--- Cuplikan Teks ---

Pada aspek sosial, PT Vale Indonesia Tbk telah menuntaskan penyusunan Rencana Induk Program Pengembangan dan Pemberdayaan Masyarakat (PPM) periode 2023-2027 yang fokus, pada program pendidikan, kesehatan, tingkat pendapatan riil, kemandirian ekonomi, sosial budaya, lingkungan sosial, kelembagaan kemasyarakatan dan pembangunan infrastruktur. 

“Untuk itu, kami terus berupaya berkontribusi dalam pembangunan infrastruktur, membuka lapangan kerja  bagi masyarakat lokal dan kontraktor lokal, serta pengembangan masyarakat agar dapat hidup mandiri di luar  sektor pertambangan atau masyarakat mandiri pasca tambang,” terangnya.

Untuk skala yang lebih luas, praktik pertambangan yang dilakukan PT Vale Indonesia Tbk bisa menjadi titik tolak bagi Indonesia untuk memudarkan stigma 'Dirty Nickel'. Sekaligus menjadi sebuah manifestasi dari aksi nyata pemerintah dan pelaku industri mewujudkan penghiliran yang lebih bersih.

Dalam beberapa tahun terakhir, praktik keberlanjutan dan prinsip ESG yang dilakukan PT Vale Indonesia Tbk menjadi titik perhatian seluruh elemen, termasuk pemerintah. Bahkan, Presiden Joko Widodo serta sejumlah menteri-menterinya silih berganti mengunjungi basis operasional Vale Indonesia di Blok Sorowako, Sulawesi Selatan.

Nikel Bersih dan Berkelanjutan di Jantung Sulawesi

Pada medio Maret 2023 lalu, Kepala Negara saat berkunjung langsung ke Blok Sorowako secara gamblang menyebut praktik tambang Vale Indonesia harus direplikasi oleh perusahaan-perusahaan tambang di Indonesia. Itu dilontarkan Presiden Jokowi pada saat proses divestasi Vale Indonesia tahap kedua masih sementara berjalan, dimana pada kurang lebih 14 bulan kemudian hal itu rampung disertai dengan Izin Usaha Pertambangan Khusus (IUPK) untuk perseroan diterbitkan pemerintah.

--- Data Terpilih ---

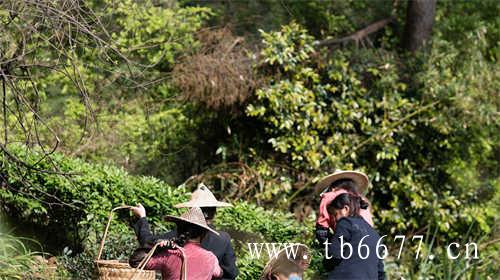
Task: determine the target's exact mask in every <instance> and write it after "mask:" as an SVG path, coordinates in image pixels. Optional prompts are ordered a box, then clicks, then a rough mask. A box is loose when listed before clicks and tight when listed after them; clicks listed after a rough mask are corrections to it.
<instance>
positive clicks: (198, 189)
mask: <svg viewBox="0 0 500 280" xmlns="http://www.w3.org/2000/svg"><path fill="white" fill-rule="evenodd" d="M230 206H232V205H231V204H229V203H227V202H222V201H218V200H217V199H216V198H215V196H214V194H213V193H212V192H211V191H210V190H209V189H208V187H207V186H205V185H204V184H203V183H201V184H199V185H198V188H197V189H196V191H194V192H193V193H191V199H190V200H189V201H188V202H183V203H179V204H176V205H174V207H177V208H182V207H230Z"/></svg>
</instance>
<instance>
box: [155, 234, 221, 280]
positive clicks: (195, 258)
mask: <svg viewBox="0 0 500 280" xmlns="http://www.w3.org/2000/svg"><path fill="white" fill-rule="evenodd" d="M183 251H184V256H185V261H186V270H187V279H188V280H191V279H193V280H195V279H196V280H211V279H213V278H220V277H222V269H221V268H220V266H219V261H218V260H217V257H215V255H214V254H213V253H212V252H210V251H207V250H205V249H203V248H202V247H201V246H200V244H198V243H192V242H187V243H186V244H185V245H184V247H183ZM181 268H182V254H181V252H180V250H178V249H177V250H166V251H163V252H161V253H160V254H158V255H156V256H154V257H152V258H151V259H150V260H149V262H148V263H147V265H146V269H154V270H160V271H161V275H162V278H163V280H180V279H181Z"/></svg>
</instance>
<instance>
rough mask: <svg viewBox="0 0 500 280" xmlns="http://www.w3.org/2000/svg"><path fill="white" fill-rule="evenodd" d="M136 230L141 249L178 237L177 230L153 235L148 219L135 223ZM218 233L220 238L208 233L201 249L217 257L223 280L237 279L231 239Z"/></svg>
mask: <svg viewBox="0 0 500 280" xmlns="http://www.w3.org/2000/svg"><path fill="white" fill-rule="evenodd" d="M210 227H211V228H213V226H212V225H210ZM213 229H214V228H213ZM134 230H135V234H136V235H137V239H138V240H139V243H140V245H141V247H147V246H148V245H152V244H154V243H155V242H156V240H159V239H170V238H172V237H175V236H176V235H177V233H176V232H175V230H173V231H169V232H167V233H165V234H159V235H153V233H152V232H151V229H150V227H149V223H148V220H147V218H140V219H139V220H138V221H137V223H135V225H134ZM217 232H218V233H219V236H217V235H216V234H215V233H213V232H211V231H208V232H207V235H205V238H203V240H202V241H201V247H203V248H204V249H206V250H208V251H210V252H212V253H213V254H214V255H215V256H216V257H217V259H218V260H219V265H220V267H221V268H222V270H223V272H224V274H223V275H222V279H223V280H229V279H231V280H232V279H235V278H236V276H237V275H238V268H237V267H236V256H235V255H234V250H233V247H232V246H231V237H230V236H229V234H228V233H227V232H224V231H219V230H218V231H217Z"/></svg>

---

Tugas Tertulis = Sambung cuplikan teks tentang praktik tambang PT Vale Indonesia Tbk mulai dari bagian terakhirnya.

Hasil =
Untuk kedepannya, PT Vale Indonesia Tbk bisa menjadi kartu “truf” bagi Indonesia di tataran global dalam mengeliminasi stereotip nikel kotor (dirty nickel) yang disematkan oleh komunitas dunia terhadap industri nikel Tanah Air. 

Menteri Luar Negeri RI Retno L. Marsudi menilai konsistensi Vale Indonesia menjalankan praktik pertambangan berkelanjutan dibarengi prinsip ESG mampu menjadi sebuah instrumen untuk mengurangi stigma negatif global terhadap nikel Indonesia. "[Praktik pertambangan berkelanjutan] Vale ini harus sering diceritakan. Semakin banyak orang yang melihat, maka akan mengurangi stigma buruk [global] tentang nikel Indonesia," tegasnya. 

Terkait stigma 'dirty nickel', Direktur Eksekutif Institute for Development of Economics and Finance (Indef) Tauhid Ahmad menyarankan, pemerintah untuk melakukan kampanye global perihal pemahaman bahwa aktivitas pertambangan nikel Indonesia mengutamakan kepentingan masyarakat.

Kemudian, kata Tauhid, mempercepat proses penanaman modal di sektor penghiliran serta perlu lebih lihai menarik investasi dengan tidak hanya terpaku pada produksi baterai listrik, tetapi juga pengembangan industri berbasis nikel lainnya.

Sementara itu, PT Vale Indonesia Tbk yang pada 2024 ini yang menapaki usia ke 56 tahun menekankan aktivitas pertambangan nikel hulu dan penghiliran yang dijalankan akan lebih berorientasi memberikan efek berganda positif terhadap masyarakat dan kelestarian lingkungan.

"Kami tidak hanya menghasilkan nikel, tetapi juga meningkatkan kualitas hidup dan melestarikan lingkungan. Visi dan komitmen kami terhadap praktik berkelanjutan bukan hanya inisiatif, tetapi tanggung jawab yang kami emban dengan sungguh-sungguh," kata Febriany Eddy.

Dengan dedikasi yang berkelanjutan, pihaknya bertekad untuk menjadi teladan dalam industri tambang global, memimpin dengan integritas dan memberikan dampak positif yang berkelanjutan bagi masyarakat dan lingkungan.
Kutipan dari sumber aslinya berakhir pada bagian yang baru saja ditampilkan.